Exercise prompt
Retype every entry exactly, character for character.

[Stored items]
= = = =
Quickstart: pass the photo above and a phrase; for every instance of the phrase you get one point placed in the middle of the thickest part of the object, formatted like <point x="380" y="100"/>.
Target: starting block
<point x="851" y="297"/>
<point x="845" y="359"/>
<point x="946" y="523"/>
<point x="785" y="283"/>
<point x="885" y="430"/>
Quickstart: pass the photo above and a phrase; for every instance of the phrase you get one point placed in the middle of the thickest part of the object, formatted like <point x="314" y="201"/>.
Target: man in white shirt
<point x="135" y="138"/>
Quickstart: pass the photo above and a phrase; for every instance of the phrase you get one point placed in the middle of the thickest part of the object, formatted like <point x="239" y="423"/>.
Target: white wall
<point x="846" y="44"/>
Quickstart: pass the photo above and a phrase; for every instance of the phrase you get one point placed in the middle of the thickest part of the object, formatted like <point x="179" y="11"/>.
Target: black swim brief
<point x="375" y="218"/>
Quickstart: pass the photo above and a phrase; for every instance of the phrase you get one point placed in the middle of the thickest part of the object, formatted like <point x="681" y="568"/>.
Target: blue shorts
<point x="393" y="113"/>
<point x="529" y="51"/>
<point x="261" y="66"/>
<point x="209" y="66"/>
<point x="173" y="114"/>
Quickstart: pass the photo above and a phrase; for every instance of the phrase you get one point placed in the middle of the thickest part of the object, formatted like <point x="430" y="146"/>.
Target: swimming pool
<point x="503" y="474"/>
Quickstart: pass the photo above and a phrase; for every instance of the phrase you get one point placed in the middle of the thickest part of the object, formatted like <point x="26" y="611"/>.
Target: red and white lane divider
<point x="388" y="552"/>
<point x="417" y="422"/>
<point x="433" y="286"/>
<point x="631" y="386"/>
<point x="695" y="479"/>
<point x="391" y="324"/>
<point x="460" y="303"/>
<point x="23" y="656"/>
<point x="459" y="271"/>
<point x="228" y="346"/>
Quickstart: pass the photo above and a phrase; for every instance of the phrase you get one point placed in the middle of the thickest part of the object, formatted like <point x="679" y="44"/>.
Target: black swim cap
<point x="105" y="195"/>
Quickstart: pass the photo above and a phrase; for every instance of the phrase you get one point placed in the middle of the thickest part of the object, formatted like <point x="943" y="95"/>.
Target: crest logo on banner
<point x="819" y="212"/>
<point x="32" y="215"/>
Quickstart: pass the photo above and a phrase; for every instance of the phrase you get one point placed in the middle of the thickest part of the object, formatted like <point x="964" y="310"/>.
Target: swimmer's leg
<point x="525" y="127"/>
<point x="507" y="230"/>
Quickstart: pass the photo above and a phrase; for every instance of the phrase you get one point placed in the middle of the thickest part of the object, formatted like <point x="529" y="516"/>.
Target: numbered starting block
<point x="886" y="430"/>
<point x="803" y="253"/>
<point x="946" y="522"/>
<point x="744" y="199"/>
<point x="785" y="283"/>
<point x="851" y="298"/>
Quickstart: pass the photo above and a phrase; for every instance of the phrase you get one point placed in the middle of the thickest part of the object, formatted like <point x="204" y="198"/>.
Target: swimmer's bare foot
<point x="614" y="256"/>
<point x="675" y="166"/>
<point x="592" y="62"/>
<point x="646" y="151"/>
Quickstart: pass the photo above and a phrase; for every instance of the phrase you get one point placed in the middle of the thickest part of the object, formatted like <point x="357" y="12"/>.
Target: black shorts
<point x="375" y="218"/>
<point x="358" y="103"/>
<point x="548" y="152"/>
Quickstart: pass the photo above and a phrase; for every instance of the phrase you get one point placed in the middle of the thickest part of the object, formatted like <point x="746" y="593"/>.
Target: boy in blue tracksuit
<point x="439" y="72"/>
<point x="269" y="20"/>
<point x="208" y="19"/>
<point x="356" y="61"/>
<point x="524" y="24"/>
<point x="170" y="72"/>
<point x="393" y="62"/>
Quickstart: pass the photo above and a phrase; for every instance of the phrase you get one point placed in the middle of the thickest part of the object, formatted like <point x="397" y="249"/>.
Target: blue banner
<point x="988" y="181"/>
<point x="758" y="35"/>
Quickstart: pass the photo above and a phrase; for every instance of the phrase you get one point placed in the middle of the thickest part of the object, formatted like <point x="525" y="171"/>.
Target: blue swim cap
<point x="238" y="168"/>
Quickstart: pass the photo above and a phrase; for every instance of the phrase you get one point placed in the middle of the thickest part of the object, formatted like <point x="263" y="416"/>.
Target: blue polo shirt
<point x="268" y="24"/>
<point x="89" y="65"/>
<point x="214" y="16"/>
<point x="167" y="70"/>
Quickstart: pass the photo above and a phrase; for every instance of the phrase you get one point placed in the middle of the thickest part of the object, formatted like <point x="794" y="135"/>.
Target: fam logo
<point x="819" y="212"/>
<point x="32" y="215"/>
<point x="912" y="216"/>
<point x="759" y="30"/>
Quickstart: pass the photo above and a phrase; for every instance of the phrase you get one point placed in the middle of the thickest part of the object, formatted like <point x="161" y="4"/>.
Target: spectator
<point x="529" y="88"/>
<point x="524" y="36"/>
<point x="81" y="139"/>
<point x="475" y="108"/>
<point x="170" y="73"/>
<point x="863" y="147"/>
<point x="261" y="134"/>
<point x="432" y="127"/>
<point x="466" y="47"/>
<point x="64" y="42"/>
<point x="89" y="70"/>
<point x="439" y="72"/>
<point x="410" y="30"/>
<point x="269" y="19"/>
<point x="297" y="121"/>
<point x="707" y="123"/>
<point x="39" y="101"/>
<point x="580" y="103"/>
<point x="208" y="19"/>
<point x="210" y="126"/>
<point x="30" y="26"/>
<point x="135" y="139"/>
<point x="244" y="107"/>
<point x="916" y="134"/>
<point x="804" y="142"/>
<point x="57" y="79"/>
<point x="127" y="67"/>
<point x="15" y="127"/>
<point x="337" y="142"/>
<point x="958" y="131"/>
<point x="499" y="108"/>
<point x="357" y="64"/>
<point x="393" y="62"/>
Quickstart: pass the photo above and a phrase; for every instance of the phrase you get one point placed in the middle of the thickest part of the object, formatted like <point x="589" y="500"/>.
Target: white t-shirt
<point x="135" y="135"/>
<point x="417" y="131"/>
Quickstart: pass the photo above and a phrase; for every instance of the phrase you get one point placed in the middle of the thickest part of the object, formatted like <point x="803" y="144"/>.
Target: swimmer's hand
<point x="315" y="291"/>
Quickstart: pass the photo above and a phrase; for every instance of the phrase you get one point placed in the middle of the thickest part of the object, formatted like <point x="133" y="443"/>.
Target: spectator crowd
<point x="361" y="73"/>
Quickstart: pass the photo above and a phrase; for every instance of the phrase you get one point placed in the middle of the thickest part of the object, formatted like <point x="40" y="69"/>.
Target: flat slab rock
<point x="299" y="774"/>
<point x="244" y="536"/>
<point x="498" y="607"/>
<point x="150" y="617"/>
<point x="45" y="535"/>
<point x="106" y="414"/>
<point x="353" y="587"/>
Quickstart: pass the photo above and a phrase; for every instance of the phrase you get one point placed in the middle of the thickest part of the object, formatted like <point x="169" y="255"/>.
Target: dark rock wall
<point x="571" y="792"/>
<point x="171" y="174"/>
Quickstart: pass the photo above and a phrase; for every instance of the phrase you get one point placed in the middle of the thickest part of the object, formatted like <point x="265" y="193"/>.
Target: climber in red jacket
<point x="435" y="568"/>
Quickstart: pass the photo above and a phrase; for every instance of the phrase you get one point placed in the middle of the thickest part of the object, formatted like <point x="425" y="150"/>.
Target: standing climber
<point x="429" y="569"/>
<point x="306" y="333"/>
= = = =
Correct result
Quickstart: pass the photo above and a phrase; for every instance of the phrase you get one point placed in the middle of the thickest part of the object, formatted like <point x="380" y="100"/>.
Target: starting block
<point x="851" y="297"/>
<point x="845" y="359"/>
<point x="946" y="523"/>
<point x="785" y="283"/>
<point x="885" y="430"/>
Quickstart: pass the photo above and a phrase; for every instance of the phrase you get one point placed in the middle of the thickest part of the object, formatted like <point x="314" y="201"/>.
Target: man in white shirt
<point x="135" y="138"/>
Quickstart: pass the photo above and a phrase; for every instance of the phrase you get one point placed in the middle of the thickest part of the object, formatted like <point x="239" y="423"/>.
Target: white wall
<point x="846" y="44"/>
Quickstart: pass the photo above and a phrase; for every instance of the phrase you get one point placed in the middle of the thickest part of the object, formatted like <point x="179" y="11"/>.
Target: black swim brief
<point x="375" y="218"/>
Quickstart: pass the photo above and a phrase; for every instance of the phrase you get one point placed in the middle of the thickest part of the object, formatted like <point x="681" y="568"/>.
Target: blue shorts
<point x="393" y="113"/>
<point x="529" y="51"/>
<point x="261" y="66"/>
<point x="209" y="66"/>
<point x="173" y="114"/>
Quickstart: pass the photo above and a phrase; for every instance of the phrase you get one point placed in the middle of the thickest part of the object, formatted like <point x="430" y="146"/>.
Target: swimming pool
<point x="503" y="474"/>
Quickstart: pass the photo above and a phrase; for every instance of the phrase you get one point placed in the middle of the thickest part of the object, formatted like <point x="26" y="611"/>.
Target: red and white lane divider
<point x="388" y="552"/>
<point x="417" y="422"/>
<point x="433" y="286"/>
<point x="631" y="386"/>
<point x="695" y="479"/>
<point x="391" y="324"/>
<point x="460" y="303"/>
<point x="23" y="656"/>
<point x="459" y="271"/>
<point x="228" y="346"/>
Quickstart: pass the photo above and a phrase; for every instance of the phrase you get one point placed in the middle of the thickest part of the object, formatted like <point x="679" y="44"/>.
Target: black swim cap
<point x="105" y="195"/>
Quickstart: pass the photo above and a phrase; for every instance of the phrase you get one point placed in the middle of the thickest part of the object, formatted like <point x="943" y="95"/>.
Target: crest logo on banner
<point x="819" y="212"/>
<point x="32" y="215"/>
Quickstart: pass the photo above and a phrase; for every instance of the phrase you get one point placed in the middle of the thickest part of the object, formatted like <point x="964" y="310"/>.
Target: swimmer's leg
<point x="525" y="127"/>
<point x="507" y="230"/>
Quickstart: pass the photo above and a phrase; for every instance of the phrase you get one point placed in the middle of the thickest part of the object, formatted like <point x="529" y="516"/>.
Target: numbered starting block
<point x="886" y="430"/>
<point x="803" y="253"/>
<point x="946" y="522"/>
<point x="744" y="199"/>
<point x="785" y="283"/>
<point x="851" y="298"/>
Quickstart: pass the photo above and a phrase; for every instance of the phrase you get one point placed in the middle of the thickest part of the object, formatted like <point x="204" y="198"/>.
Target: swimmer's bare foot
<point x="614" y="256"/>
<point x="675" y="166"/>
<point x="592" y="62"/>
<point x="646" y="151"/>
Quickstart: pass the photo above and a phrase; for every instance of the phrase you get one point placed in the middle of the thickest part of the object, formatted like <point x="357" y="12"/>.
Target: black shorts
<point x="375" y="218"/>
<point x="358" y="103"/>
<point x="548" y="152"/>
Quickstart: pass the photo above and a phrase; for every instance of the phrase you get one point placed in the middle of the thickest part of the object, formatted like <point x="746" y="593"/>.
Target: boy in blue tracksuit
<point x="439" y="72"/>
<point x="269" y="20"/>
<point x="208" y="19"/>
<point x="356" y="61"/>
<point x="524" y="24"/>
<point x="170" y="72"/>
<point x="393" y="62"/>
Quickstart: pass the photo above and a phrase; for every instance of the phrase you get one point placed in the middle of the thickest part of the object, formatted like <point x="397" y="249"/>.
Target: blue banner
<point x="988" y="181"/>
<point x="758" y="35"/>
Quickstart: pass the photo above and a phrase; for every instance of the phrase you get one point placed in the middle of the thickest part of the object, formatted like <point x="525" y="171"/>.
Target: blue swim cap
<point x="238" y="168"/>
Quickstart: pass the photo above and a phrase; for every instance of the phrase you get one point placed in the middle of the thickest part of the object, formatted like <point x="263" y="416"/>.
Target: blue polo shirt
<point x="268" y="24"/>
<point x="89" y="65"/>
<point x="214" y="16"/>
<point x="167" y="70"/>
Quickstart: pass the photo above and a phrase; for every instance of the phrase you get one point placed in the middle of the thickest part of the object, formatted like <point x="794" y="135"/>.
Target: fam logo
<point x="819" y="212"/>
<point x="32" y="215"/>
<point x="912" y="216"/>
<point x="759" y="30"/>
Quickstart: pass the photo above and a phrase; for every instance of the phrase you get one point placed in the middle of the thickest part of the object, formatted like <point x="161" y="4"/>.
Target: spectator
<point x="529" y="88"/>
<point x="524" y="36"/>
<point x="81" y="139"/>
<point x="475" y="108"/>
<point x="170" y="73"/>
<point x="863" y="147"/>
<point x="261" y="134"/>
<point x="432" y="127"/>
<point x="466" y="47"/>
<point x="64" y="42"/>
<point x="89" y="70"/>
<point x="439" y="72"/>
<point x="410" y="30"/>
<point x="269" y="19"/>
<point x="297" y="121"/>
<point x="707" y="123"/>
<point x="39" y="101"/>
<point x="580" y="103"/>
<point x="208" y="19"/>
<point x="210" y="126"/>
<point x="30" y="26"/>
<point x="135" y="139"/>
<point x="244" y="107"/>
<point x="916" y="134"/>
<point x="804" y="142"/>
<point x="57" y="79"/>
<point x="127" y="67"/>
<point x="15" y="127"/>
<point x="337" y="142"/>
<point x="958" y="131"/>
<point x="499" y="108"/>
<point x="357" y="64"/>
<point x="393" y="62"/>
Quickstart: pass the photo above and a phrase; for every instance of the phrase you get one point placed in the middle of the thickest part of the object, formatted like <point x="589" y="500"/>.
Target: white t-shirt
<point x="135" y="135"/>
<point x="417" y="131"/>
Quickstart: pass the photo above and a phrase; for every instance of the phrase you get one point placed in the middle of the thickest part of the object, formatted like <point x="803" y="144"/>.
Target: swimmer's hand
<point x="315" y="291"/>
Quickstart: pass the photo above and a phrase; for every instance of the phrase you get one point placed in the middle of the thickest part of the object, formatted like <point x="133" y="443"/>.
Target: spectator crowd
<point x="361" y="73"/>
Quickstart: pass the photo above and a phrase; for every instance of the phrase you get one point placed in the middle of the thickest part of the object, formatted like <point x="40" y="69"/>.
Target: flat slab rock
<point x="299" y="774"/>
<point x="244" y="536"/>
<point x="498" y="607"/>
<point x="150" y="617"/>
<point x="45" y="535"/>
<point x="106" y="414"/>
<point x="353" y="587"/>
Quickstart: pass the photo above and a phrase; for every instance of the phrase you get one point placed in the middle of the thickest part of the object, formatted like <point x="169" y="255"/>.
Target: dark rock wall
<point x="571" y="792"/>
<point x="171" y="174"/>
Quickstart: pass the photo above and a phrase; for every instance of the phrase you get one point placed in the middle of the thickest part of the object, formatted like <point x="265" y="193"/>.
Target: climber in red jacket
<point x="435" y="568"/>
Quickstart: pass the photo above and a phrase; for every instance of the phrase you get one point placed in the middle of the thickest part of the object, formatted like <point x="425" y="150"/>.
Target: standing climber
<point x="429" y="569"/>
<point x="306" y="333"/>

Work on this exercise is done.